- [Page]
((

Register of Legal Entities (Brussels): 0699.936.657

CONVENING NOTICE TO ATTEND THE ANNUAL ORDINARY SHAREHOLDERS' MEETING

TO BE HELD ON 14 MAY 2020

The Board of Directors of Titan Cement International SA (the Company) invites the shareholders to attend the annual ordinary shareholders' meeting (the Meeting) to be held on Thursday, 14 May 2020 at 10.00 a.m. (CET) at the Landmark Hotel Nicosia, 98 Archbishop Makarios III Avenue, Nicosia, Cyprus.

It is uncertain whether the measures imposed by the Belgian and Cypriot government, such as the ban on gathering and the obligation of social distancing, will still be in force on 14 May 2020, the date of the Meeting. For this reason, the Board of Directors urges the shareholders not to physically participate in the Meeting. Shareholders are requested:

  • to vote remotely before the Meeting in accordance with the procedure stated in this convocation letter or to give a proxy with their voting instructions to the company secretary; and
  • to exercise their right to ask questions in writing as further indicated below.

The Board of Directors will continue to closely monitor the situation and the regulations in this regard and, if necessary, publish additional information on the Company's website. The Board of Directors is investigating the possibility for shareholders to attend the Meeting remotely. The practical modalities for this will be announced on the Company's website (link: https://ir.titan- cement.com/en/shareholder-center/annual-general-meetings).

AGENDA OF THE MEETING

  1. Annual report of the Board of Directors and report of the statutory auditor on the annual accounts of the Company for the financial year ended 31 December 2019
    Commentary to the agenda item:The Board of Directors requests the Meeting to take note of the annual report of the Board of Directors on the annual accounts relating to the financial year closed on 31 December 2019 and the statutory auditor's report on the statutory annual accounts relating to the financial year closed on 31 December 2019. Both reports are available on the Company's website (link: https://ir.titan-cement.com/en/shareholder-center/annual-general-meetings).

))

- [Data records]

((

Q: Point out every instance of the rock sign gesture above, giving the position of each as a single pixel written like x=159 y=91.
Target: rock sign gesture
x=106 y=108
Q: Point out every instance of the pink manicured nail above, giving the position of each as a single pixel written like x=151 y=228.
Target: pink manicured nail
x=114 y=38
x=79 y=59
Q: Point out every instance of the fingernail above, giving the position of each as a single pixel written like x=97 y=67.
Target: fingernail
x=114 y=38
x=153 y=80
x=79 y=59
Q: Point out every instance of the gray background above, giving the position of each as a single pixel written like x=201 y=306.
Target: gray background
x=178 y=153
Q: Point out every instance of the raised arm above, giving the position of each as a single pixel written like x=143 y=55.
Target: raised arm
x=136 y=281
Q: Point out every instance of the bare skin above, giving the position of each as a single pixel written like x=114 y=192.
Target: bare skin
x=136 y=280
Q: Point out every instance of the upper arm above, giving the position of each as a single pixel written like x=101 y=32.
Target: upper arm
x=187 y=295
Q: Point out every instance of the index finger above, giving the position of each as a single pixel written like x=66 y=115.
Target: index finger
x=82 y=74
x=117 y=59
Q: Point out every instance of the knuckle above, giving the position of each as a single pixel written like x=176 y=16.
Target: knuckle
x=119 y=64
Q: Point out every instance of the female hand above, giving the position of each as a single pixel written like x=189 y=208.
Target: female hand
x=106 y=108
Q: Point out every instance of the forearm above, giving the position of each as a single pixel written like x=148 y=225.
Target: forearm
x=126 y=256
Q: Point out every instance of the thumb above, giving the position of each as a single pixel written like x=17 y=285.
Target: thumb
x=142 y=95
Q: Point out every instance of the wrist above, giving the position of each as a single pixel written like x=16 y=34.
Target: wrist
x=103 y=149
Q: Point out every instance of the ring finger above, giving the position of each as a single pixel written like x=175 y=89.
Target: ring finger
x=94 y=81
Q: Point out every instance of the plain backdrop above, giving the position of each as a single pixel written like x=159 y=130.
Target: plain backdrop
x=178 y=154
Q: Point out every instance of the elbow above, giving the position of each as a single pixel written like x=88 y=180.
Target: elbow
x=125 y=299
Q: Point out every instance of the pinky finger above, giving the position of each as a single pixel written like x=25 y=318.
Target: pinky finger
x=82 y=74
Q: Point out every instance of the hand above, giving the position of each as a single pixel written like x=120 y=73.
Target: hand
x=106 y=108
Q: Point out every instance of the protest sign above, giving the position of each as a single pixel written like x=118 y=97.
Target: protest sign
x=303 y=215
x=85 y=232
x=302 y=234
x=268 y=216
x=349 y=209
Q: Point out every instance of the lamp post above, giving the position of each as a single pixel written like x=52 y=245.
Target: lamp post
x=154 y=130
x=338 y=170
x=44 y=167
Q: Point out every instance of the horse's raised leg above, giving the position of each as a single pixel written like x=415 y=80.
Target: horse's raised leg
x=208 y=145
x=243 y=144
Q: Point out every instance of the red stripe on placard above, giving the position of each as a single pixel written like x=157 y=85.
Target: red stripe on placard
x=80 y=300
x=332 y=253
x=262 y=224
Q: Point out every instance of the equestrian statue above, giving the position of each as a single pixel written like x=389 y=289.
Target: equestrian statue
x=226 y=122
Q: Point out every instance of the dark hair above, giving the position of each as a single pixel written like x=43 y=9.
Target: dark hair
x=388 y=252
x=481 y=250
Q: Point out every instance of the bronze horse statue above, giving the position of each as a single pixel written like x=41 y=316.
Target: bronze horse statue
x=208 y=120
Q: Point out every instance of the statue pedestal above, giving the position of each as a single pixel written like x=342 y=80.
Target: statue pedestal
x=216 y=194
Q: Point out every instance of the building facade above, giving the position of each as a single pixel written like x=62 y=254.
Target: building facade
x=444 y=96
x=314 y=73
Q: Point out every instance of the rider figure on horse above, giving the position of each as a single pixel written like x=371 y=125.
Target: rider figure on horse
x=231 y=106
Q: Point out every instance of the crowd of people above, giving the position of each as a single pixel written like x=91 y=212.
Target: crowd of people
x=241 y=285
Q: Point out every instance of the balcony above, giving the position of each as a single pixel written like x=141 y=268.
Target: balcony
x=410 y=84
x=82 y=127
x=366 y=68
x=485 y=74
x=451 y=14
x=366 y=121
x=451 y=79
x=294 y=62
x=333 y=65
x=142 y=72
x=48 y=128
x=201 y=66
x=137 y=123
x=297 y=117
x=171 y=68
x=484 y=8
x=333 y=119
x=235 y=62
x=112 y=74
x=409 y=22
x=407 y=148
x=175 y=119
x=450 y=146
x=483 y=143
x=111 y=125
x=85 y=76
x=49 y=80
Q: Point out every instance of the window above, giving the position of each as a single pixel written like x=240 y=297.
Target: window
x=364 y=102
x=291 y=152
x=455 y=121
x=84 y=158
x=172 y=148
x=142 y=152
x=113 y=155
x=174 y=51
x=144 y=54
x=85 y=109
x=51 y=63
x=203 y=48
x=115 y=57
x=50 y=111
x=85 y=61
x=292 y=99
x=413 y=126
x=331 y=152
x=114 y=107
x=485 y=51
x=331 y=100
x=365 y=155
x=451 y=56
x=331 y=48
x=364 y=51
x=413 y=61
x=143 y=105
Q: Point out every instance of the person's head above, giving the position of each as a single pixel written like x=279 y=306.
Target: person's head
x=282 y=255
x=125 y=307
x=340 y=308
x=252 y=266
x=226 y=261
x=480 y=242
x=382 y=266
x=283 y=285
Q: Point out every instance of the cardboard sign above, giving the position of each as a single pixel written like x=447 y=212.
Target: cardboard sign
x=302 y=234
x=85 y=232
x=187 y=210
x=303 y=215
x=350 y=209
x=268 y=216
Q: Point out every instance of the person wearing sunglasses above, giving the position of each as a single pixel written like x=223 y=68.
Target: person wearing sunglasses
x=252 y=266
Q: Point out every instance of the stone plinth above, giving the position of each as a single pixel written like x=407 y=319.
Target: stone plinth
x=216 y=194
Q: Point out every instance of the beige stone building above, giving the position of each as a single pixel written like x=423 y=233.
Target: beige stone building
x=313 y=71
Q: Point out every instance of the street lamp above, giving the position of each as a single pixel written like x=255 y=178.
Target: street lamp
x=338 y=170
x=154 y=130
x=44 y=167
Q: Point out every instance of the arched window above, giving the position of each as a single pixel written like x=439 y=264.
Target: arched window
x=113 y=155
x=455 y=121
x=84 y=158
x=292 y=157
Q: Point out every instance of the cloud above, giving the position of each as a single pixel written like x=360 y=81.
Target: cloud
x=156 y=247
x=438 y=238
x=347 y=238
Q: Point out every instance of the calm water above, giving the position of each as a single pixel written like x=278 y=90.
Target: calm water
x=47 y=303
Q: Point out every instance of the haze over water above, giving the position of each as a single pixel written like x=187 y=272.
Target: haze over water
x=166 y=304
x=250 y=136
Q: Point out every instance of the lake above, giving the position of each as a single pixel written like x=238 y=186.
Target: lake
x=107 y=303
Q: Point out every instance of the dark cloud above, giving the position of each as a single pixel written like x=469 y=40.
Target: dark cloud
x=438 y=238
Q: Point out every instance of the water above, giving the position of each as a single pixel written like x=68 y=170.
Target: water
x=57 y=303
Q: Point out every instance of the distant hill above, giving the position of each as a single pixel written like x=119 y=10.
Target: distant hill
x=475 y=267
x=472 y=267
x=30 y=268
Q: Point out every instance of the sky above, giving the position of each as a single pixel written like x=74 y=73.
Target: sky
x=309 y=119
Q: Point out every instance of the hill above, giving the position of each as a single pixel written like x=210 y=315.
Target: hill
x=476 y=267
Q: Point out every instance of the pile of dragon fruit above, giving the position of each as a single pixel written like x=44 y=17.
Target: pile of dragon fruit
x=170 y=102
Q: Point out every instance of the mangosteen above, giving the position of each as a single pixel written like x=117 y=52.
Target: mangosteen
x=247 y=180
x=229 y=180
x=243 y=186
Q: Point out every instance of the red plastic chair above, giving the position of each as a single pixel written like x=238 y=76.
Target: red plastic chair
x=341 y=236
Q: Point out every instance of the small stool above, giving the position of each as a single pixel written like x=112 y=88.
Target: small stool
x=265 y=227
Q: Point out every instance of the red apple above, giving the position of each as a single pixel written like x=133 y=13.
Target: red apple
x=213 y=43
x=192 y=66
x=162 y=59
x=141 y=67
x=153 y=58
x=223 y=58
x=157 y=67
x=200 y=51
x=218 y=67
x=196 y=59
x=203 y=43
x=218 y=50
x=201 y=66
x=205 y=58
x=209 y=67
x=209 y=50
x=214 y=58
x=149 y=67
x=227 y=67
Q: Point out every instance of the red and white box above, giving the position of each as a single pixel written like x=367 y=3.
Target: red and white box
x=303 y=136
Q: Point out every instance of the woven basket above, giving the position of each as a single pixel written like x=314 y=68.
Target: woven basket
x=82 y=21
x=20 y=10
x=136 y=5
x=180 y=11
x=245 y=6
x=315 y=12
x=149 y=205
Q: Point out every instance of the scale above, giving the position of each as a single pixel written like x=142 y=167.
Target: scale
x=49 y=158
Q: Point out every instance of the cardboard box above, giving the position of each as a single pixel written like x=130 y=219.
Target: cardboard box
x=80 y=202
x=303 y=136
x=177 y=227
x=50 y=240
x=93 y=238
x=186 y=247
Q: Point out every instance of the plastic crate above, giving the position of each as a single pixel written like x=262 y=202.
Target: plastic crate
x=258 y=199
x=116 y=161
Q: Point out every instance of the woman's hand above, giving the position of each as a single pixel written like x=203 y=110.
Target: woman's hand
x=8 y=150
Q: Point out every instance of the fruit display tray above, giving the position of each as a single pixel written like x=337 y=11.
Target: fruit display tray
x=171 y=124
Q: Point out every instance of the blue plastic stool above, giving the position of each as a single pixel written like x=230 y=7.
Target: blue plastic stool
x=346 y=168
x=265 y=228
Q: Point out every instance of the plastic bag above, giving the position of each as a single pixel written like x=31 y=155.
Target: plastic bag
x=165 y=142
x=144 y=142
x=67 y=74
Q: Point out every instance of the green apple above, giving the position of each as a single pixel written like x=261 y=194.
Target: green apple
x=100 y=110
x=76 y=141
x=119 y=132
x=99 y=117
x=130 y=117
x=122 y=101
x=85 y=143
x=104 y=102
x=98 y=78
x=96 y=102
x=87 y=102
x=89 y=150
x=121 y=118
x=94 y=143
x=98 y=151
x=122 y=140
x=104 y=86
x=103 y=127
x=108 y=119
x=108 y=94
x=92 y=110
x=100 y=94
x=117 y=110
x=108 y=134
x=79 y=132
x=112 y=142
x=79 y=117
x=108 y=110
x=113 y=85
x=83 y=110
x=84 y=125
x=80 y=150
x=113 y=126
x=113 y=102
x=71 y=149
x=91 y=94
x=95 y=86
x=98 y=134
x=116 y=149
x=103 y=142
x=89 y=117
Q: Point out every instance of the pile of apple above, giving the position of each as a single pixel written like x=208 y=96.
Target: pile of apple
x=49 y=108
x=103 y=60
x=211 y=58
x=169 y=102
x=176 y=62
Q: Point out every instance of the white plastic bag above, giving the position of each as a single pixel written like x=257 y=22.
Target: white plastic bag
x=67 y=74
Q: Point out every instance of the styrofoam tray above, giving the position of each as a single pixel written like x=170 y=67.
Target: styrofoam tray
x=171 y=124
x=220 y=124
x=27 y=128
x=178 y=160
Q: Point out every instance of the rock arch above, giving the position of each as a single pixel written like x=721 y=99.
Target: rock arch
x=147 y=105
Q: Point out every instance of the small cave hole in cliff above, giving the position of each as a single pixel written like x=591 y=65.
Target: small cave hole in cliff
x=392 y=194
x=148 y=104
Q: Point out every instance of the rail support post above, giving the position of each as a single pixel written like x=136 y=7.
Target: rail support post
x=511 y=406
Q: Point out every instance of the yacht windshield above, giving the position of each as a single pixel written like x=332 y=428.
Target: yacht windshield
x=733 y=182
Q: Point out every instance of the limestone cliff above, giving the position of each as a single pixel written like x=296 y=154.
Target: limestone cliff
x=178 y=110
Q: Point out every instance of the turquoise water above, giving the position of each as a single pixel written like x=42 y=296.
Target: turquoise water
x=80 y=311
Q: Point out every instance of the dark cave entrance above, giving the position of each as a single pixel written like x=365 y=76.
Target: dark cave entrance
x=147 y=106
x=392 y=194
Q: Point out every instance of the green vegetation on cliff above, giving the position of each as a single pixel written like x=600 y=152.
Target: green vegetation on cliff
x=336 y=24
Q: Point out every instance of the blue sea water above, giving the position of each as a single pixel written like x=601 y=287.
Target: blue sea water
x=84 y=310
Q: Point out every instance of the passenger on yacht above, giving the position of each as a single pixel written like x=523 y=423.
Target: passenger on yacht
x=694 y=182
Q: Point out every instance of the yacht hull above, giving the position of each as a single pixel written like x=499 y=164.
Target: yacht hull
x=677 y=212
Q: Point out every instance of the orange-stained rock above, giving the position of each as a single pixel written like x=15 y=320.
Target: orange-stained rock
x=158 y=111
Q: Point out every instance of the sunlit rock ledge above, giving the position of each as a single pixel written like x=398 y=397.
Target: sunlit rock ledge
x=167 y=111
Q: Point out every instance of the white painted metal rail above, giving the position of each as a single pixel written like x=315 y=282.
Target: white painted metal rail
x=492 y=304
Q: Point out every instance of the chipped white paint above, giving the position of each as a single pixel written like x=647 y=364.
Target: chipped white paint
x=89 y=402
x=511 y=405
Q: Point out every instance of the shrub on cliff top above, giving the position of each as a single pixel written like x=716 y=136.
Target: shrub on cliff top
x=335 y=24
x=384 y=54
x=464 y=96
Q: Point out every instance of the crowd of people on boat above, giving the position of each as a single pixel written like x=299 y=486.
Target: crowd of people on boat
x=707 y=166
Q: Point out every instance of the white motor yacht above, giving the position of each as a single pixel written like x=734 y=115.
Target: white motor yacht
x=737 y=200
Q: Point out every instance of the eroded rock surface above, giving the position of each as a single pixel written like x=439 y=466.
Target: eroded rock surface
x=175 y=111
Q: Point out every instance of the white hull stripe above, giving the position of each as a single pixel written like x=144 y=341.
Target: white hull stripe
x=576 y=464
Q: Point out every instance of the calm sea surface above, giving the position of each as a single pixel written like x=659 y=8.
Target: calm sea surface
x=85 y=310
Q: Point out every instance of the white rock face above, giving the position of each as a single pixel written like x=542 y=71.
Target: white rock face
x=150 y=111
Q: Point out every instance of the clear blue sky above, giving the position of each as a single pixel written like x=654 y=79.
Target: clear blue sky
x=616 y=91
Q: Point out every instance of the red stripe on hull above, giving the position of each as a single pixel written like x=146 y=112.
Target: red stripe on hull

))

- [To do]
Extend the shareholders' meeting notice above, picking up right after its last sentence.

- [Reply]
  2. Presentation of the consolidated financial accounts and of the auditor's report on the consolidated financial accounts
    Commentary to the agenda item:The Board of Directors requests the Meeting to take note of the consolidated financial accounts relating to the financial year closed on 31 December 2019 and the statutory auditor's report on the consolidated financial accounts relating to the financial year closed on 31 December 2019. Both documents are available on the Company's website (link: https://ir.titan-cement.com/en/shareholder-center/annual-general-meetings).
  1. Approval of the statutory annual accounts for the financial year ended 31 December 2019 (including allocation of results)
    Proposed resolution:Approval of the statutory annual accounts relating to the financial year ended 31 December 2019 and on the allocation of the results as proposed by the Board of Directors of the Company in its annual report.
  2. Approval of the remuneration report for the financial year ended 31 December 2019 and approval of the new Remuneration Policy of the Company
    Proposed resolution:Approval of the remuneration report prepared by the Board of Directors, as prepared by the Remuneration Committee and included in the annual report, and approval of the new Remuneration Policy of the Company.
  3. Discharge of the members of the Board of Directors from any liability arising from the performance of their duties during the fiscal year ended 31 December 2019
    Proposed resolution:Discharge to the following persons for the exercise of their mandate as directors during the financial year ended 31 December 2019:
    Nikolaos Birakis (until 19 July 2019), Alexios Komninos (until 19 July 2019), Spyridon Hadjinicolaou (until 19 July 2019), William Antholis, Efstratios-Georgios Arapoglou, Andreas Artemis, Takis-Panagiotis Canellopoulos, Michael Colakides, Haralambos David, Leonidas Kanellopoulos, Dimitrios Papalexopoulos, Alexandra Papalexopoulou, Kyriakos Riris, Petros Sabatacakis, Stylianos Triantafyllides, Maria Vassalou, Vassilios Zarkalis, Mona Zulficar.
  4. Discharge of the statutory auditor from any liability arising from the performance of his duties during the fiscal year ended 31 December 2019
    Proposed resolution:Discharge to the auditor, PricewaterhouseCoopers Réviseurs d'Entreprises SCRL, with registered office at 1932 Sint-Stevens-Woluwe, Woluwedal 18, represented by Marc Daelman for the performance of its mandate during the financial year closed on 31 December 2019.
  5. Approval of the cooptation by the Board of Directors of Dimitrios Tsitsiragos as independent director
    Comment to the agenda item: Upon proposal of the Nomination Committee, the Board of Directors proposes the Meeting to confirm the mandate of Mr. Dimitrios Tsitsiragos as independent director fulfilling all independence criteria as foreseen in the Belgian Corporate Governance Code 2020 and to ratify the decision of the Board of Directors dated 19.3.2020 to appoint him as director from 19.3.2020 to complete the term of the mandate of Mr. Takis- Panagiotis Canellopoulos. The CV of Dimitrios Tsitsiragos is available on the Company's website www.titan-cement.com.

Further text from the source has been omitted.